→ **Extracted text**:
— Start —

Counter-countermeasure guidance system

Abstract

4. A method of avoiding countermeasure jamming techniques comprising the ps of:Transmitting a signal over at least a pair of carrier waves which differ in frequency by a predetermined amount andReceiving and beating the carrier waves one against the other to obtain an intermediate frequency wave having an envelope of said signal,Whereby jamming either carrier wave will enhance the effect of said beating to increase the amplitude of the signal, thus defeating the purpose of said jamming.

Description

The present invention relates to a counter-countermeasure guidance system and, more particularly, to a guidance system which will counter the effect of enemy jamming when a command signal is transmitted from a transmitter station to a receiver station.

In the past, enemy jamming of a carrier wave carrying the signal between a transmitter station and a receiving station has been very effective in that the jamming noise has disguised the signal to such an extent that it cannot be discerned by the receiving station. Previously, the signal has been transmitted over a single carrier wave to the receiving station where it is mixed in a conventional manner in a mixer with the local oscillator signal. The present invention eliminates the need of a local oscillator as well as any automatic frequency control circuit in a unique manner. The present invention transmits a single command signal from the transmitter station over two different carrier waves which differ in their frequency by a predetermined amount, this difference being the intermediate frequency of the receiver. These two carrier waves which have been modulated by the desired command signal are received by the receiver station and are beat one against the other in a mixer to obtain an intermediate frequency having the envelope of the desired signal. As shown in FIG. 2, should an enemy station jam either one of the carrier waves transmitted from the aircraft the beating effect in the mixer of the receiver will be enhanced so that the amplitude of the intermediate frequency will be greater, thus increasing the amplitude of the desired signal. Therefore, it can be seen that upon either carrier wave being jammed, the desired signal will be increased, thus defeating the purpose of the jamming procedures. Further, by eliminating the local oscillator and the automatic frequency control in the receiver the weight and the complixity of the receiver will be decreased, thus increasing the efficiency of the overall system.

An object of the present invention is to provide a system for transmitting a signal from a transmitter station to a receiver station without any decrease in the discernibility of the signal due to jamming techniques which may be effected.

— End —

→ **Dataset records**:
— Start —

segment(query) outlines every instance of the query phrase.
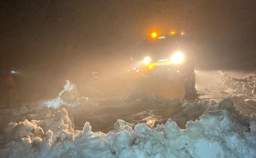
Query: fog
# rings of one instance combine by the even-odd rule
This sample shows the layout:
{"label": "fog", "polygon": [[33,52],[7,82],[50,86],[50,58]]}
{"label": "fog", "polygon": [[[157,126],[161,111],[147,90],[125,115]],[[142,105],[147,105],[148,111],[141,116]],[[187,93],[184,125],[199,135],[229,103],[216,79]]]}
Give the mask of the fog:
{"label": "fog", "polygon": [[92,72],[105,80],[122,76],[152,29],[185,32],[197,69],[251,69],[255,64],[254,1],[1,4],[1,89],[7,72],[18,72],[24,102],[54,97],[67,79],[90,96]]}

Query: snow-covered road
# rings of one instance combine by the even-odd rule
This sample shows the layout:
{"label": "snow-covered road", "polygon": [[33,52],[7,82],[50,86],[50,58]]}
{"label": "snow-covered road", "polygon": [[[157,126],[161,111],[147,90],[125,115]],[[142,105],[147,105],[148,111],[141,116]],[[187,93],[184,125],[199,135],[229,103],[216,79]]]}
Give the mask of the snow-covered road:
{"label": "snow-covered road", "polygon": [[55,98],[2,109],[0,157],[255,158],[256,77],[196,73],[194,101],[92,98],[68,81]]}

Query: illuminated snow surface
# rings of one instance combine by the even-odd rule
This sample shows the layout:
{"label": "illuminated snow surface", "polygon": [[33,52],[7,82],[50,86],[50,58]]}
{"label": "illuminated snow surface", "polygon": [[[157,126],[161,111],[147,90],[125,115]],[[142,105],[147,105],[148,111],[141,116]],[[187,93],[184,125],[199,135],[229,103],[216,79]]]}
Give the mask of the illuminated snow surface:
{"label": "illuminated snow surface", "polygon": [[[210,92],[210,94],[214,94],[213,92],[215,90],[219,93],[223,90],[226,94],[221,96],[233,95],[234,96],[230,97],[232,99],[236,98],[235,96],[236,95],[239,99],[242,98],[244,105],[251,108],[254,105],[253,101],[247,104],[246,100],[254,99],[255,94],[252,92],[254,89],[244,86],[245,84],[252,85],[251,79],[246,83],[239,81],[242,90],[236,92],[238,86],[228,87],[228,91],[224,89],[224,87],[234,85],[233,79],[224,78],[221,77],[219,80],[219,87],[209,87],[201,90],[205,89]],[[230,80],[233,81],[228,81]],[[187,121],[185,129],[181,129],[171,119],[166,122],[159,121],[160,124],[164,124],[161,125],[156,125],[159,121],[157,120],[156,126],[149,126],[148,121],[134,125],[118,119],[114,125],[112,125],[114,129],[105,134],[92,132],[89,122],[86,122],[81,130],[76,129],[73,124],[73,117],[79,114],[79,111],[85,112],[87,110],[95,115],[97,112],[94,111],[98,112],[98,109],[103,108],[98,103],[104,99],[81,97],[75,85],[69,81],[64,89],[55,98],[37,103],[38,106],[35,112],[35,108],[28,106],[1,111],[0,157],[256,157],[256,116],[248,115],[237,110],[235,106],[237,102],[234,104],[229,98],[219,101],[216,99],[209,101],[204,99],[182,103],[175,99],[159,102],[150,98],[136,99],[123,105],[130,104],[131,107],[134,107],[132,105],[136,106],[143,103],[143,106],[151,104],[154,107],[156,104],[160,109],[156,113],[159,114],[166,111],[171,112],[173,109],[167,110],[174,106],[178,112],[175,117],[188,117],[195,121]],[[244,89],[247,90],[243,91]],[[244,97],[241,96],[242,95]],[[119,96],[108,99],[122,103],[122,100],[128,100],[125,97]],[[48,107],[43,108],[44,105]],[[60,108],[55,109],[53,107]],[[62,107],[66,108],[67,110],[62,109]],[[73,117],[69,117],[67,110],[70,111]],[[154,111],[149,110],[125,118],[130,118],[136,115],[144,116],[141,114]],[[118,115],[119,112],[116,112]],[[166,116],[168,115],[166,114]],[[172,119],[172,117],[170,118]],[[8,124],[10,121],[13,122]],[[103,119],[101,121],[107,124],[108,120]],[[74,122],[76,124],[76,121]]]}

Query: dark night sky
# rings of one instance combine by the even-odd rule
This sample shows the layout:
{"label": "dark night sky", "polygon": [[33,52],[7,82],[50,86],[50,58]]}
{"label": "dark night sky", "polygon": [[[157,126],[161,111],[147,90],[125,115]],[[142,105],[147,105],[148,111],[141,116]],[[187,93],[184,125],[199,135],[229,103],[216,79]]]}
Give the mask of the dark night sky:
{"label": "dark night sky", "polygon": [[251,69],[256,60],[255,0],[2,0],[0,7],[1,67],[56,80],[125,58],[152,29],[185,31],[198,69]]}

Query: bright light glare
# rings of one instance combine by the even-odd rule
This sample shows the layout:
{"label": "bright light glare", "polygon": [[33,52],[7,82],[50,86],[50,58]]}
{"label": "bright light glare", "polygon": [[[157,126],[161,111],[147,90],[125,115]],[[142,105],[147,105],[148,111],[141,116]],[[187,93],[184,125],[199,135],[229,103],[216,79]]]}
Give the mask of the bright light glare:
{"label": "bright light glare", "polygon": [[153,38],[155,38],[157,37],[157,33],[155,32],[154,32],[153,33],[152,33],[152,34],[151,34],[151,37]]}
{"label": "bright light glare", "polygon": [[149,57],[147,57],[144,59],[143,62],[144,64],[148,64],[151,62],[151,58]]}
{"label": "bright light glare", "polygon": [[174,64],[181,64],[184,60],[183,53],[180,52],[177,52],[172,56],[171,62]]}

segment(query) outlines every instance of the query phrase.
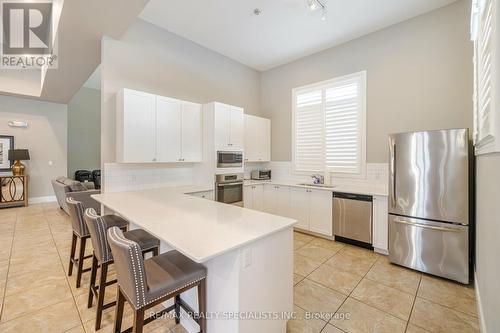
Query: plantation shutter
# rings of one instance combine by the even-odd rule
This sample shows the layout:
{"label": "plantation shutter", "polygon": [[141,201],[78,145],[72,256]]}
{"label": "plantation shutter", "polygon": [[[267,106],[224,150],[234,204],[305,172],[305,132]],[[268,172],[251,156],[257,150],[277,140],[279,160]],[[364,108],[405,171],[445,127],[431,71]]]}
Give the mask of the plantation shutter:
{"label": "plantation shutter", "polygon": [[325,164],[335,173],[359,173],[364,128],[362,82],[339,81],[325,91]]}

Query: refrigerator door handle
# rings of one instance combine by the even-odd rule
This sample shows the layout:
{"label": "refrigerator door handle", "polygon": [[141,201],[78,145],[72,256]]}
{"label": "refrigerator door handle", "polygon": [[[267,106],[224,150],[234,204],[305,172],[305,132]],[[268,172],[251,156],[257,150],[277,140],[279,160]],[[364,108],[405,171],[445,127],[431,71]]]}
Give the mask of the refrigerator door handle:
{"label": "refrigerator door handle", "polygon": [[391,205],[392,207],[396,207],[396,143],[391,139],[390,142],[390,196],[391,196]]}
{"label": "refrigerator door handle", "polygon": [[424,228],[424,229],[432,229],[432,230],[438,230],[438,231],[449,231],[449,232],[461,232],[460,229],[453,229],[453,228],[445,228],[445,227],[436,227],[432,225],[426,225],[422,223],[415,223],[415,222],[408,222],[400,219],[394,219],[393,220],[396,223],[401,223],[401,224],[408,224],[414,227],[419,227],[419,228]]}

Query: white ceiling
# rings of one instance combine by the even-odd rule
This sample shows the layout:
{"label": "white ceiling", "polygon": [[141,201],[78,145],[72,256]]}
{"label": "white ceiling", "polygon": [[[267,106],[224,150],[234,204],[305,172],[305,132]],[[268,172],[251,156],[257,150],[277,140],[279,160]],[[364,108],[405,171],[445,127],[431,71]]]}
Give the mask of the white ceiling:
{"label": "white ceiling", "polygon": [[322,21],[306,0],[150,0],[140,18],[263,71],[455,1],[327,0]]}

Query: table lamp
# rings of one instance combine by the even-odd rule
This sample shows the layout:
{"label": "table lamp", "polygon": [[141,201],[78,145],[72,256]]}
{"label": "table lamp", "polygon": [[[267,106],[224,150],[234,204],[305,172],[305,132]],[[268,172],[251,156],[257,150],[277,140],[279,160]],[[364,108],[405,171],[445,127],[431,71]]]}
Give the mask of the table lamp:
{"label": "table lamp", "polygon": [[30,159],[30,153],[28,149],[11,149],[9,150],[9,160],[14,161],[12,166],[13,176],[23,176],[24,175],[24,164],[21,161],[27,161]]}

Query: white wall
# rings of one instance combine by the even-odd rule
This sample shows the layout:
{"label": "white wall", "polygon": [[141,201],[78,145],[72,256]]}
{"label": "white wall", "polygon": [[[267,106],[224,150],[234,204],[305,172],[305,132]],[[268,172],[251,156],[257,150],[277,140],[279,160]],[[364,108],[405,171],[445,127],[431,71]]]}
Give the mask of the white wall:
{"label": "white wall", "polygon": [[[9,120],[26,121],[28,128],[11,128]],[[29,198],[53,196],[50,180],[66,175],[67,106],[0,95],[0,134],[13,135],[15,148],[29,149]],[[49,162],[52,161],[52,165]]]}
{"label": "white wall", "polygon": [[80,88],[68,104],[68,177],[101,168],[101,91]]}
{"label": "white wall", "polygon": [[219,101],[259,114],[260,75],[142,20],[102,43],[101,160],[115,161],[115,94],[121,88],[188,101]]}
{"label": "white wall", "polygon": [[500,332],[500,154],[476,159],[476,281],[488,333]]}
{"label": "white wall", "polygon": [[291,90],[367,70],[367,162],[393,132],[472,127],[470,1],[462,0],[262,74],[272,159],[291,159]]}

— End —

→ **Your task**: Write out the stretch of the guidance system text from "Description" through "a receiver station.", substituting "control signal" for "command signal".

→ **Written response**:
Description

The present invention relates to a counter-countermeasure guidance system and, more particularly, to a guidance system which will counter the effect of enemy jamming when a control signal is transmitted from a transmitter station to a receiver station.